→ **What is asked**
Reproduce every line of the listing below without changing anything.

→ **Records to process**
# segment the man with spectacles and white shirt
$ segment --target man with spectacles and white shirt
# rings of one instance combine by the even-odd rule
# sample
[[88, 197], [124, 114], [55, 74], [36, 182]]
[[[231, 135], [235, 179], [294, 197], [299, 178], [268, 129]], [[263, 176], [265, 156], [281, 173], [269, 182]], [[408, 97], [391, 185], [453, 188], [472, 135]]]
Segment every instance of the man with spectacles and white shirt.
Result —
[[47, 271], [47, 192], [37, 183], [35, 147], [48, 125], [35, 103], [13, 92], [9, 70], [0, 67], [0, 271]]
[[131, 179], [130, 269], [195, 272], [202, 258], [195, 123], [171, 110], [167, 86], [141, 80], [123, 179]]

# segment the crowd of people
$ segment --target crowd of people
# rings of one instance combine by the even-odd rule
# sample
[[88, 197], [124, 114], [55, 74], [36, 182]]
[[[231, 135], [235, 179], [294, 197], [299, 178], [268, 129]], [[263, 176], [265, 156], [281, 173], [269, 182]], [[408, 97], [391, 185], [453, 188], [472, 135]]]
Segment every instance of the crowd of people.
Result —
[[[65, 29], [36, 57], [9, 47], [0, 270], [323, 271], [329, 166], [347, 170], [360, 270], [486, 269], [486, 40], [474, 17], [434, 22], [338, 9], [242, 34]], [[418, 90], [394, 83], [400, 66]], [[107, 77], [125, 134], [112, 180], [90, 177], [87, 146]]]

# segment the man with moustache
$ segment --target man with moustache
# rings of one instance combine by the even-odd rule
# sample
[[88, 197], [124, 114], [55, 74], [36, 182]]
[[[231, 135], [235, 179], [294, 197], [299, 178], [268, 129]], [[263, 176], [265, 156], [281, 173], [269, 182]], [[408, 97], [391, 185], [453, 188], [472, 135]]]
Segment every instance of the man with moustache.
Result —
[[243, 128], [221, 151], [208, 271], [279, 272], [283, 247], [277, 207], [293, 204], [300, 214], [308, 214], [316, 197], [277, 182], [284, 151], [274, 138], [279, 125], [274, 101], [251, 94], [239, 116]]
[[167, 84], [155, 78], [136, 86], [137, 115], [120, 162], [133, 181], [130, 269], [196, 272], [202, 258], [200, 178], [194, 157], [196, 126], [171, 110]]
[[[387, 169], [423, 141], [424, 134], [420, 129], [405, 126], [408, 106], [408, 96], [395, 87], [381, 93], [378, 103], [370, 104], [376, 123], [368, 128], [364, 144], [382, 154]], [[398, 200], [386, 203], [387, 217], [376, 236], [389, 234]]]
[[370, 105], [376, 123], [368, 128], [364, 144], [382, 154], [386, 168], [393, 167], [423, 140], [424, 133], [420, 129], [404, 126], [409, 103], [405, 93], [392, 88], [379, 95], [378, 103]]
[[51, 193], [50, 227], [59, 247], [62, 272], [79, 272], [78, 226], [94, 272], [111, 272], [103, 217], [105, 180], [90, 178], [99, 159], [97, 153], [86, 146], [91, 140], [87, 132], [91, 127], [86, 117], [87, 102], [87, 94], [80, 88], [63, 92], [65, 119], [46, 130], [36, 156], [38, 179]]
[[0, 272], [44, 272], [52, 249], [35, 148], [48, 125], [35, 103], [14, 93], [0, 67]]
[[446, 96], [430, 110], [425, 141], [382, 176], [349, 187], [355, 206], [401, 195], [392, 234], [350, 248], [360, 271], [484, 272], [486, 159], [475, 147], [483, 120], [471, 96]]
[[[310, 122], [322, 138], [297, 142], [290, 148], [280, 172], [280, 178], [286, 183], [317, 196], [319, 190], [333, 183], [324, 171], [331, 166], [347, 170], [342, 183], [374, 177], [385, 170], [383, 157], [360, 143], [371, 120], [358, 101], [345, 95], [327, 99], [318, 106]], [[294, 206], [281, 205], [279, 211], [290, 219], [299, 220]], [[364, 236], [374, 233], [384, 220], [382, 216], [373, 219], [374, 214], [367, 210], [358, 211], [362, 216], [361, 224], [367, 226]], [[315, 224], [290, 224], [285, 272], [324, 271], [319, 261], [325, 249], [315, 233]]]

→ **Reply to the exercise**
# segment the man with spectacles and white shirt
$ segment --target man with spectacles and white shirt
# rings of one instance combine by the even-odd rule
# sample
[[88, 197], [124, 114], [55, 74], [36, 182]]
[[[231, 135], [235, 179], [294, 197], [299, 178], [268, 129]], [[263, 176], [265, 156], [281, 173], [269, 182]], [[408, 97], [391, 185], [453, 188], [472, 135]]]
Segment every instance of the man with spectacles and white shirt.
Result —
[[47, 271], [47, 192], [37, 183], [35, 147], [48, 125], [35, 103], [13, 92], [9, 70], [0, 67], [0, 271]]
[[131, 179], [130, 269], [195, 272], [202, 258], [195, 123], [171, 110], [167, 86], [141, 80], [123, 179]]

# segment the crowd of people
$ segment --target crowd of people
# rings of one instance combine by the even-odd rule
# sample
[[88, 197], [124, 114], [55, 74], [36, 182]]
[[[231, 135], [235, 179], [294, 197], [299, 178], [268, 129]], [[263, 176], [265, 156], [281, 173], [269, 182]], [[408, 97], [391, 185], [453, 188], [472, 135]]]
Segment every instance of the crowd of people.
Result —
[[[65, 29], [36, 57], [9, 47], [0, 270], [323, 271], [329, 166], [347, 170], [360, 270], [486, 269], [486, 40], [474, 17], [434, 22], [338, 9], [242, 34]], [[418, 90], [394, 83], [400, 66]], [[107, 77], [125, 134], [112, 180], [90, 177], [87, 146]]]

# segment the man with moustache
$ segment --target man with moustache
# rings of one instance combine by the even-odd rule
# sample
[[88, 197], [124, 114], [55, 74], [36, 182]]
[[[231, 135], [235, 179], [294, 197], [299, 178], [268, 129]], [[263, 176], [265, 156], [281, 173], [269, 182]], [[408, 97], [391, 185], [453, 188], [472, 135]]]
Segment every instance of the man with moustache.
Result —
[[243, 128], [221, 151], [208, 271], [279, 272], [283, 247], [277, 207], [293, 204], [300, 214], [308, 214], [316, 197], [277, 182], [284, 151], [274, 138], [279, 125], [274, 101], [251, 94], [239, 116]]
[[167, 84], [155, 78], [136, 86], [137, 115], [120, 162], [133, 181], [130, 269], [196, 272], [202, 258], [200, 178], [194, 157], [196, 126], [171, 110]]
[[[387, 169], [423, 141], [424, 134], [420, 129], [405, 126], [408, 106], [408, 96], [395, 87], [381, 93], [378, 103], [370, 104], [376, 123], [368, 128], [364, 144], [382, 154]], [[398, 200], [386, 203], [387, 217], [376, 236], [389, 234]]]
[[370, 105], [376, 123], [368, 128], [364, 144], [382, 154], [386, 168], [393, 167], [423, 140], [424, 133], [420, 129], [404, 126], [409, 103], [405, 93], [392, 88], [379, 95], [378, 103]]
[[51, 193], [50, 227], [59, 247], [62, 272], [79, 272], [78, 226], [94, 272], [111, 272], [103, 217], [105, 180], [90, 178], [99, 159], [97, 153], [86, 146], [91, 140], [87, 132], [91, 127], [86, 117], [87, 102], [87, 94], [80, 88], [63, 92], [65, 119], [46, 130], [36, 156], [38, 179]]
[[0, 272], [44, 272], [52, 249], [35, 148], [48, 125], [35, 103], [14, 93], [0, 67]]
[[446, 96], [430, 110], [425, 141], [382, 176], [349, 187], [355, 206], [401, 195], [392, 234], [350, 248], [360, 271], [484, 272], [486, 159], [475, 147], [483, 120], [471, 96]]
[[[310, 122], [322, 138], [297, 142], [290, 148], [280, 172], [280, 178], [286, 183], [317, 196], [319, 190], [333, 183], [324, 171], [331, 166], [347, 170], [342, 183], [374, 177], [385, 170], [383, 157], [360, 143], [371, 120], [358, 101], [345, 95], [327, 99], [318, 106]], [[294, 206], [281, 205], [279, 211], [290, 219], [299, 220]], [[364, 236], [374, 233], [384, 220], [382, 216], [373, 219], [374, 214], [367, 210], [358, 211], [362, 216], [361, 224], [367, 226]], [[315, 224], [290, 224], [285, 272], [324, 271], [319, 261], [325, 249], [315, 233]]]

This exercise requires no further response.